## Data to use
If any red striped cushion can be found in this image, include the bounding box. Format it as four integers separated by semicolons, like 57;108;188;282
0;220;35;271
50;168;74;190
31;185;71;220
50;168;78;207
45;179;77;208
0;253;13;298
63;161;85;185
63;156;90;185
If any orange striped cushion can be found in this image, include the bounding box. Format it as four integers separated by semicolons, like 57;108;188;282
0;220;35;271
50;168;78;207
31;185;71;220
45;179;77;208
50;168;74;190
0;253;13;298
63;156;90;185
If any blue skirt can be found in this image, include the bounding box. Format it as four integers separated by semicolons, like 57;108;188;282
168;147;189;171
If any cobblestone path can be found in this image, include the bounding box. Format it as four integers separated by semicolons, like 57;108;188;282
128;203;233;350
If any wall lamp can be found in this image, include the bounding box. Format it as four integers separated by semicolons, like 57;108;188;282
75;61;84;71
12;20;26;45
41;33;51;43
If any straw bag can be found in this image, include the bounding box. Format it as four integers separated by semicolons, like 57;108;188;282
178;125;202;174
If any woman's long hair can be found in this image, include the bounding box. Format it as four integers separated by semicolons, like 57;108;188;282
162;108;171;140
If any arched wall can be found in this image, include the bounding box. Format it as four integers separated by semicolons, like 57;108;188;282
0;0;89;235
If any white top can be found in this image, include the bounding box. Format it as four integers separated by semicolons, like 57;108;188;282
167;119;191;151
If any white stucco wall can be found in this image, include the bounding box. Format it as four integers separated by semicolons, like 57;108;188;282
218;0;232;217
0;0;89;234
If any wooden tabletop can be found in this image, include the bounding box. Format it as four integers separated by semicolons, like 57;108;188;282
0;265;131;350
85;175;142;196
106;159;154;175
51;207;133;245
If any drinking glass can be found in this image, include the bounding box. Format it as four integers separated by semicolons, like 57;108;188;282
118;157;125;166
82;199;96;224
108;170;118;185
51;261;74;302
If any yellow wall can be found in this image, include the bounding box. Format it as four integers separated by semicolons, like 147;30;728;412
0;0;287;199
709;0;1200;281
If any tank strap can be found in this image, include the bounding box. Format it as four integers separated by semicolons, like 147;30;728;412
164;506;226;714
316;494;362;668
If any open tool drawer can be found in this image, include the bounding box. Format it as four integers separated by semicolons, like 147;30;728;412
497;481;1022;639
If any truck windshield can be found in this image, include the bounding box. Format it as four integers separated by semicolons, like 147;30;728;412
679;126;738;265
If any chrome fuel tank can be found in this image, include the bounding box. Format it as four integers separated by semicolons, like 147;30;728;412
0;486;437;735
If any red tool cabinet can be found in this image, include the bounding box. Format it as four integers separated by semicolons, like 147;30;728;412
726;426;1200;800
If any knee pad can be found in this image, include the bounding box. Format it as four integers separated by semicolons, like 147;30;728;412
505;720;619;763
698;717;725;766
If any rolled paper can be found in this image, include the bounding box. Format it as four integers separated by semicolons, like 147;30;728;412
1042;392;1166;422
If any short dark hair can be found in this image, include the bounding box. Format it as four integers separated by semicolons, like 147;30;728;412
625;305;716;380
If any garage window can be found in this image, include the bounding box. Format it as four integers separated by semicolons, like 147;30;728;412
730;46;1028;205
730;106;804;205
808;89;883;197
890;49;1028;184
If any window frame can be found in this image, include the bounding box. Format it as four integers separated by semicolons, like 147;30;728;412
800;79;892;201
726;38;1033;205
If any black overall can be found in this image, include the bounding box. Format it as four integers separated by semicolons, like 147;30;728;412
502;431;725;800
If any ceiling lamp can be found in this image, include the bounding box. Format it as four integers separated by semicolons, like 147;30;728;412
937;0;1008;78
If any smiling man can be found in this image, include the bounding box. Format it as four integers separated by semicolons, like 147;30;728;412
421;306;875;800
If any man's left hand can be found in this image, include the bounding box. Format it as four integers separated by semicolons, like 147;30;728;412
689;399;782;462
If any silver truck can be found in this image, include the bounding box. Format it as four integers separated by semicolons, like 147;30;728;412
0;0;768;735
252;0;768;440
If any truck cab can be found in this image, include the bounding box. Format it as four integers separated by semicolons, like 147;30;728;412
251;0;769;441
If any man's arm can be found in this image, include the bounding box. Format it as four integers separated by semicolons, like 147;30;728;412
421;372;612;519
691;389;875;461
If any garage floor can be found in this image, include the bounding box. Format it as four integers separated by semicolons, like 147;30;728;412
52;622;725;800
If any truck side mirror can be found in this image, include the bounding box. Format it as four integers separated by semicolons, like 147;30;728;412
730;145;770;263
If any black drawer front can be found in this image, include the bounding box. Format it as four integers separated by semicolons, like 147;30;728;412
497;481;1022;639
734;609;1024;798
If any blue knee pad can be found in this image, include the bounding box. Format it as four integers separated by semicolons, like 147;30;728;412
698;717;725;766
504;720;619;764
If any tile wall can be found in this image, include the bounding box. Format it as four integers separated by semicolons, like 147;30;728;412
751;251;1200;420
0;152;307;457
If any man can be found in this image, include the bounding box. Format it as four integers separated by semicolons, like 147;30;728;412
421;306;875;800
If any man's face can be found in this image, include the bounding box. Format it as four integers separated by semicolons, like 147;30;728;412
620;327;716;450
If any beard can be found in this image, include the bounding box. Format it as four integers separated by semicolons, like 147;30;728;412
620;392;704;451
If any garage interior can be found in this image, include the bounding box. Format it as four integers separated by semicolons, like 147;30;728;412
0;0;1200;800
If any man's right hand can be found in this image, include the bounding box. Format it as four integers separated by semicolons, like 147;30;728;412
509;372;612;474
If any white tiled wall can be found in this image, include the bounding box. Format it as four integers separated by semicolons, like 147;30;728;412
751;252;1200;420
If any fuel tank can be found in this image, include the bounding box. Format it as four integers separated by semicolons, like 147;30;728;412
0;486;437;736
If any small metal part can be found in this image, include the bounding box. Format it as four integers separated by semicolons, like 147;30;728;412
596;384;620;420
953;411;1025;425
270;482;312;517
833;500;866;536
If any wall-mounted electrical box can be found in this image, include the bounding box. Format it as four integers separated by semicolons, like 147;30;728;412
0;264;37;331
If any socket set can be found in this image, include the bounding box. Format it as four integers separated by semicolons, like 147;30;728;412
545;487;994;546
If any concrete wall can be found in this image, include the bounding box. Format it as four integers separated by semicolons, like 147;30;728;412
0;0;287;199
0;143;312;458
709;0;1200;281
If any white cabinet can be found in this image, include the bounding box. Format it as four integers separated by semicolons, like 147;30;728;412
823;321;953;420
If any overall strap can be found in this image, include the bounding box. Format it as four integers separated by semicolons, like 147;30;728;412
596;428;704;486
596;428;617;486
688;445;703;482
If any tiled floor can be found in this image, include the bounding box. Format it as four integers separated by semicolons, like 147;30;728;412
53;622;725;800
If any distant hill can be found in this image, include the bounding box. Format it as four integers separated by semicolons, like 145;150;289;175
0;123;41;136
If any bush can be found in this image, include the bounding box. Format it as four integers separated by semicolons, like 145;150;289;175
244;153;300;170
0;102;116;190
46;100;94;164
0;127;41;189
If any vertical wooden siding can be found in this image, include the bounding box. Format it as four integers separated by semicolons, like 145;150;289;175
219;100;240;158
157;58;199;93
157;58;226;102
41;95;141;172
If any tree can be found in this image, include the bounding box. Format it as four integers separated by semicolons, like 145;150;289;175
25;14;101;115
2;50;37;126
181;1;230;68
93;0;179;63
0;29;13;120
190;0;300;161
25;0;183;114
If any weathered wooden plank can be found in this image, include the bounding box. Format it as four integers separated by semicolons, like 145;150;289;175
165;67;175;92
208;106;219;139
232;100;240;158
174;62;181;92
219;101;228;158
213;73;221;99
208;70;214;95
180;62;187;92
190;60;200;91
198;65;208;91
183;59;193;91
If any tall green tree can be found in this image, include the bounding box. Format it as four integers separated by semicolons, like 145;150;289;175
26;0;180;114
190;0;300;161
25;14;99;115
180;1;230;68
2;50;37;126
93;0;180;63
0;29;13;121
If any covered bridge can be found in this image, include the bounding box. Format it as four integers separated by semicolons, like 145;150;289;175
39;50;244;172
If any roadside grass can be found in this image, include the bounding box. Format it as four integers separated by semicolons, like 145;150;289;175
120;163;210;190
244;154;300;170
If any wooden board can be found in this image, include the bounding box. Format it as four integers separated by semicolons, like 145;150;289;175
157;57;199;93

## Written task
Can you write out the data again, unchanged, from its first line through the line with "167;119;191;151", including both of those lines?

## Complete answer
If any red striped cushion can be found in this image, include the bounding box. Format it as four integers separated by semicolons, like 57;108;188;282
0;220;35;271
50;168;74;190
31;185;71;220
50;168;78;207
45;179;77;208
0;253;13;298
63;161;85;185
63;156;90;185
If any orange striped cushion can be found in this image, include the bounding box. Format it as four integers separated by semicolons, like 57;108;188;282
0;220;35;271
50;168;78;207
31;185;71;220
45;179;77;208
50;168;74;190
0;253;13;298
63;156;90;185
If any blue skirt can be found in this image, include the bounding box. Format it as four integers separated by semicolons, like 57;108;188;282
168;147;189;171
If any cobblestone path can be found in this image, include the bounding box. Format it as four integers separated by semicolons, like 57;108;188;282
128;203;233;350
If any wall lamp can be found in this image, include the bounding box. Format it as four integers separated by semicolons, like 57;108;188;282
75;61;84;71
12;20;26;45
41;33;51;43
If any straw bag can be found in this image, include the bounding box. Format it as four integers separated by semicolons, like 57;108;188;282
178;125;202;174
If any woman's long hair can be found in this image, include the bounding box. Format it as four integers separated by semicolons, like 57;108;188;282
162;108;171;140
If any arched wall can be found in this image, include the bounding box. Format it as four integers separated by semicolons, like 57;108;188;282
0;0;89;235
If any white top can be found in this image, include the bounding box. Format it as four integers separated by semicolons, like 57;108;188;282
167;119;191;151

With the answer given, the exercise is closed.